WORK INSTRUCTIONS: Check every line of the listing below for "cord", and report how many lines have it, as a number with nothing more.

MATERIAL TO PROCESS:
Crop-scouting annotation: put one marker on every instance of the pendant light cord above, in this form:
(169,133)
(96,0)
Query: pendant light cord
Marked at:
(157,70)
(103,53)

OUTPUT FOR THIS EXERCISE: 2